Short task:
Show each line from the data below that contains the word "segment".

───── Data provided

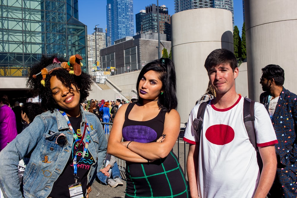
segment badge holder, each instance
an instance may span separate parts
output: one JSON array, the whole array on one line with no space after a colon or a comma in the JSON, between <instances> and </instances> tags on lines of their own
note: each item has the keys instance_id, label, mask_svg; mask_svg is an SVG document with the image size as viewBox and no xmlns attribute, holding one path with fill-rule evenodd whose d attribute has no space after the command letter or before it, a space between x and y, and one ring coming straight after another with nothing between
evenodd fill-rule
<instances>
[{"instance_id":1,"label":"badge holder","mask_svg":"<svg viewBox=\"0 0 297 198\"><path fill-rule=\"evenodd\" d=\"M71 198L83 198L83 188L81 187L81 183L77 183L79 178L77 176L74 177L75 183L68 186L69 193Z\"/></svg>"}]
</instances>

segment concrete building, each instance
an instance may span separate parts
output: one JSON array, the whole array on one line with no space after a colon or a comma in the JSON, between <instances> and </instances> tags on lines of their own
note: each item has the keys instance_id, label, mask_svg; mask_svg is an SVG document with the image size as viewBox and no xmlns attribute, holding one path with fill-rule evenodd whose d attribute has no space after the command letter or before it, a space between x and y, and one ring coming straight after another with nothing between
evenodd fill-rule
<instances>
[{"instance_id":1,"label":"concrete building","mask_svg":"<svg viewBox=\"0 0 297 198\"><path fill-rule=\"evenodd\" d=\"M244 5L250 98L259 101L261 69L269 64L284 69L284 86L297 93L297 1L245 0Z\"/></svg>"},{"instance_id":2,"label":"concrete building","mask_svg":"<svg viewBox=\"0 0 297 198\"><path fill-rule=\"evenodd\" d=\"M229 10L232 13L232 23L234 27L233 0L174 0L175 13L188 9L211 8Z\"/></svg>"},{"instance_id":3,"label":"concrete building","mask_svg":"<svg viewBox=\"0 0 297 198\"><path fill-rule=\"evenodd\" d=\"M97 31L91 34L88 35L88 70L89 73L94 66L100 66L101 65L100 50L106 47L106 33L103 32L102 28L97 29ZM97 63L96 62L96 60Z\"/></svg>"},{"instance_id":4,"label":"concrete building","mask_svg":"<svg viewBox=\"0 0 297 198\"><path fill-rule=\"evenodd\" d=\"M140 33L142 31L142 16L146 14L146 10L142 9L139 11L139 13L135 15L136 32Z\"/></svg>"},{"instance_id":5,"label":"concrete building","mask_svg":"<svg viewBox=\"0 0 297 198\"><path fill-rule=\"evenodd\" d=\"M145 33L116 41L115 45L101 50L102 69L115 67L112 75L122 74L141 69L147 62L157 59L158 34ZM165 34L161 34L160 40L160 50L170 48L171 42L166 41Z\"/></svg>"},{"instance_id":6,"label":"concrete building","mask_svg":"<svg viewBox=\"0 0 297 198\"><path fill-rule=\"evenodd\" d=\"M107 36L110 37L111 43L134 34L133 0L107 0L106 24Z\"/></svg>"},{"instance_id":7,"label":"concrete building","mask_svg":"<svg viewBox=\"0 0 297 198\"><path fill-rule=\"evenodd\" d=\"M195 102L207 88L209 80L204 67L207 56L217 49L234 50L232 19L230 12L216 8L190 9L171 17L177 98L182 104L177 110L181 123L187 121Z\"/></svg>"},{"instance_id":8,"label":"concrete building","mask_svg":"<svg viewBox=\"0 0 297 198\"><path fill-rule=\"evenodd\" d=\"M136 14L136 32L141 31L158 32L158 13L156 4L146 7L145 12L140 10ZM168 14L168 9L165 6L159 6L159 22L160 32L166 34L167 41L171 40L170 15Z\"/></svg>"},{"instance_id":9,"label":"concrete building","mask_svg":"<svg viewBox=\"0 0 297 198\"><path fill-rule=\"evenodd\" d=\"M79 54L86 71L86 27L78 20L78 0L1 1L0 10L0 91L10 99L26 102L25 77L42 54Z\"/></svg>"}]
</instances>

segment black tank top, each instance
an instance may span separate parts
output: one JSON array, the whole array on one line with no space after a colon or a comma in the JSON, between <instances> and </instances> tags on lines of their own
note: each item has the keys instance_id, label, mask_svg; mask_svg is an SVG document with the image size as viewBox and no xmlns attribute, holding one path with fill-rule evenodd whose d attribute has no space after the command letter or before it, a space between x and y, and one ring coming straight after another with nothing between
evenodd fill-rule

──────────
───── Data provided

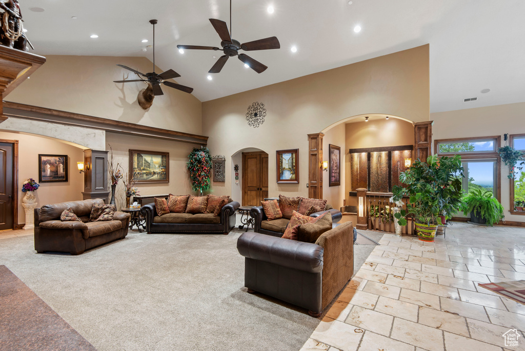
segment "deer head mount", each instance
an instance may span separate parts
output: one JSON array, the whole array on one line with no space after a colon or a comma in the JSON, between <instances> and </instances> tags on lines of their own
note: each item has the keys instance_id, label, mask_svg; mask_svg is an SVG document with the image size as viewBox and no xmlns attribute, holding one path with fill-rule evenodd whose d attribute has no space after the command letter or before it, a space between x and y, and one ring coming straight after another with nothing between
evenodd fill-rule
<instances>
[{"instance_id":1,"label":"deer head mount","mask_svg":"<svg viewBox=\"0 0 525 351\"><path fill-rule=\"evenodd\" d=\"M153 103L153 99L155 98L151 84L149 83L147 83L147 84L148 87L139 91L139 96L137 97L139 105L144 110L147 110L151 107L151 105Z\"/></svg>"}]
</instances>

──────────
───── Data provided

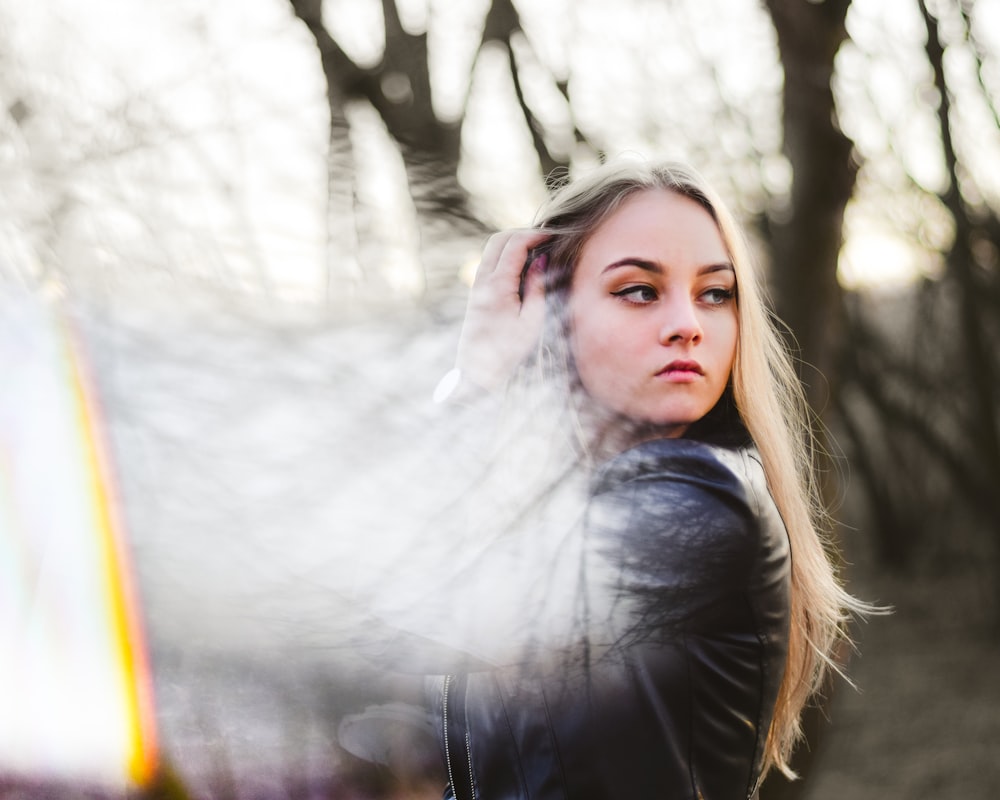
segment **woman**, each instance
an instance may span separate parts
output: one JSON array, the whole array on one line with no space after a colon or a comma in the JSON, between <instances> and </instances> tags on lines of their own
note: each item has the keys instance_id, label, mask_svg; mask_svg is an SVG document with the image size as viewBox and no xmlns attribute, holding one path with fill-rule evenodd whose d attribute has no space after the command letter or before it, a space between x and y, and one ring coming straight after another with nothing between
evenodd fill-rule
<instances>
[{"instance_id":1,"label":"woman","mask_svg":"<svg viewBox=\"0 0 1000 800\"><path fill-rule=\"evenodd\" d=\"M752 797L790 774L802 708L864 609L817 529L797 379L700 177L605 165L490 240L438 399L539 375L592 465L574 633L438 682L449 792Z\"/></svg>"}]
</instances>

──────────

Result of the exercise:
segment badge holder, each instance
segment concrete building, each instance
segment black tank top, each instance
segment "deer head mount", each instance
segment **woman**, each instance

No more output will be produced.